[Source passage]
------------------------------
Industrial businesses realise the critical importance of energy efficiency as an immediate step to improve their sustainability, contribute to reaching net zero, and boost profitability. Worldwide, motors and the systems that they drive are responsible for approximately 45 percent of all electricity consumption. Zooming in on the industrial sector specifically, around 70 percent of all electricity used is consumed by electric motor systems.
Fortunately, modern motors, such as synchronous reluctance (SynRM) motors, are significantly more efficient than older technology. The impact of upgrading is massive: if 80 percent of today’s installed industrial motors were replaced by IE5 units, the estimated annual energy saving would equate to the annual power consumption of Poland.
Here is a comprehensive engineering and financial breakdown of why upgrading to IE5 SynRM technology is a critical step for modern plant operations.
1. Decoding the Total Cost of Ownership (TCO)
Buyers are sometimes reluctant to invest in new motors and drives, due to the upfront cost. However, evaluating an upgrade based on procurement cost is highly deceptive, as the upfront cost is just a small fraction of the overall total cost of ownership (TCO).
- Long-Term Profitability: Once the motor has paid for itself, it continues to produce savings throughout its operational life, which is often over 20 years.
- The 97% Rule: For efficient motors, the upfront cost of the motor is just two percent of its TCO. Maintenance accounts for one percent, and the remaining 97 percent goes entirely to the electricity used to power the motor.
- Rapid Payback: Because energy represents almost the entire lifecycle cost, more efficient motors pay for themselves through operational expenditure (OpEx) savings. Payback periods can be as short as a matter of months when energy prices are high. Generally, the additional cost of specifying an IE5 SynRM and drive package instead of an IE3 motor and VSD can have a payback time as short as one year.
2. The Mechanical Innovation: Rethinking the Rotor
From the outside, a SynRM motor looks very much like an induction motor. Inside, however, the innovative rotor structure is very different, as it has no windings at all.
- Eliminating Heat and Energy Loss: In conventional induction motors, heavy currents flow due to the squirrel cage rotor design and the short circuit formed by its end rings. These currents account for around 40 percent of the motor’s energy losses, resulting in the generation of additional heat. By contrast, SynRM rotors have no squirrel cages or windings to generate currents and heat, so energy losses are virtually nil.
- Extended Mechanical Lifespan: Because they run at cooler temperatures than induction motors, it extends the life of stator windings, bearing lubricants, and the bearings themselves. This relatively simple construction also makes IE5 SynRM motors easier to service and extends their servicing intervals.
- Sustainable Material Sourcing: Unlike permanent magnet (PM) motors, the SynRM rotor does not contain magnets or rare earth elements (REEs), such as neodymium. This contributes to sustainability, as the production of rare earth metals has a serious environmental impact and limited potential for recycling.
3. Precision Control with Variable Speed Drives (VSDs)
A SynRM motor is always installed with a VSD to form an optimised package.
------------------------------
[Supplied data]
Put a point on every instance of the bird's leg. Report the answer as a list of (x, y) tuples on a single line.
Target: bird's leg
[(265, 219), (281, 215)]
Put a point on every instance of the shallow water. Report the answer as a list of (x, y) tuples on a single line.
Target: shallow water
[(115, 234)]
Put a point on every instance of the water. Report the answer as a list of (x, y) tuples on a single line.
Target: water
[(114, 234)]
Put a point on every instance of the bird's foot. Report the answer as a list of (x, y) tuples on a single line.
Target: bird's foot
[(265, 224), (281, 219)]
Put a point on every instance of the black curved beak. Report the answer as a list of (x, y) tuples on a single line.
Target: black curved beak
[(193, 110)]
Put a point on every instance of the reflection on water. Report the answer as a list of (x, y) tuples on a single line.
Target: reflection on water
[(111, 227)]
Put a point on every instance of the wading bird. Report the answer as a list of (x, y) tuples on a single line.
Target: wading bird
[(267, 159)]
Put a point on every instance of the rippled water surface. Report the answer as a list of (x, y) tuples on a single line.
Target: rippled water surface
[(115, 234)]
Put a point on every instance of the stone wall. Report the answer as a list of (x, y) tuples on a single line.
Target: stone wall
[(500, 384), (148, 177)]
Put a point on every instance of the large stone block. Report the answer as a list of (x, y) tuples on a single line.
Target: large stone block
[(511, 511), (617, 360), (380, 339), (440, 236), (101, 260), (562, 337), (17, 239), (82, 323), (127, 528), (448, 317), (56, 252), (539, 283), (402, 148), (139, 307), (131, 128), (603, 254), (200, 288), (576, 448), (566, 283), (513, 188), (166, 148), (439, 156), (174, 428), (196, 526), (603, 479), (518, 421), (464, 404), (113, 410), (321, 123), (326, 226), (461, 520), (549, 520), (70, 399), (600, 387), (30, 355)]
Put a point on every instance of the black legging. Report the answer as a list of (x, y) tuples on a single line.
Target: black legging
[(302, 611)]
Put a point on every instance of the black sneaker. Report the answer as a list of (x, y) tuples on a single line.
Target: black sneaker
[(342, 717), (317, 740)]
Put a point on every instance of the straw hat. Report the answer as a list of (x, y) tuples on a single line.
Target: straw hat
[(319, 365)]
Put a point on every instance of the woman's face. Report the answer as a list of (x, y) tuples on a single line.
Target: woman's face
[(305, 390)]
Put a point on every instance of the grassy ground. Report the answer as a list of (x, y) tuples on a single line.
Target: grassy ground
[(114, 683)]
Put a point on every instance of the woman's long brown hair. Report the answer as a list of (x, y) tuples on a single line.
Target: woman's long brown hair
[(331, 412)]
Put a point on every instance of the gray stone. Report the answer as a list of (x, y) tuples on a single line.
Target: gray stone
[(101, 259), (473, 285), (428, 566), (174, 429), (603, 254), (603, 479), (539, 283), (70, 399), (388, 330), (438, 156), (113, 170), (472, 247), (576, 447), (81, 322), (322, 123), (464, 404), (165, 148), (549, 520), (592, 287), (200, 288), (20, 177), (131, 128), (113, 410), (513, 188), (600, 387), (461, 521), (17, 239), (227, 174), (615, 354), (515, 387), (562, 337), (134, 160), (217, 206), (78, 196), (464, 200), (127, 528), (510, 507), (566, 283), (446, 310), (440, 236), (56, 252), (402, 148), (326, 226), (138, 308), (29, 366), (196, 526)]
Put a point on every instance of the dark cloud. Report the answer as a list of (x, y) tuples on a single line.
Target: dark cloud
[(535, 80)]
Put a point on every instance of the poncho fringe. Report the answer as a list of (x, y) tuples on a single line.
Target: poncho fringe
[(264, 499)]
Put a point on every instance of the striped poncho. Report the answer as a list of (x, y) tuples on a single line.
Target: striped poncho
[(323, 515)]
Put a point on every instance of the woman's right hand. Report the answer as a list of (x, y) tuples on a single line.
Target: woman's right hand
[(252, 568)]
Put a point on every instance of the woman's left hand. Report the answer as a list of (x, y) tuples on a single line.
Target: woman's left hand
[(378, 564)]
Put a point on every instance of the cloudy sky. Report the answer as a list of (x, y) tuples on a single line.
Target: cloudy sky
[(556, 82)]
------------------------------
[Required actions]
- A) Repeat word for word the part of the SynRM article that begins at the words "- Rapid Payback: Because" and stops after "windings at all.".
- B) In the SynRM article, what share of all electricity used in the industrial sector is consumed by electric motor systems?
- C) Using the SynRM article, explain why SynRM motors have virtually no rotor energy losses compared with conventional induction motors.
The records are separate material with no connection to the SynRM article.

[Solutions to each task]
- A)
- Rapid Payback: Because energy represents almost the entire lifecycle cost, more efficient motors pay for themselves through operational expenditure (OpEx) savings. Payback periods can be as short as a matter of months when energy prices are high. Generally, the additional cost of specifying an IE5 SynRM and drive package instead of an IE3 motor and VSD can have a payback time as short as one year.
2. The Mechanical Innovation: Rethinking the Rotor
From the outside, a SynRM motor looks very much like an induction motor. Inside, however, the innovative rotor structure is very different, as it has no windings at all.

- B) Around 70 percent.

- C) In induction motors, heavy currents flow because of the squirrel cage rotor design and the short circuit formed by its end rings. These currents cause around 40 percent of the motor's energy losses and generate extra heat. SynRM rotors have no squirrel cages or windings to produce such currents and heat, so these losses are virtually nil.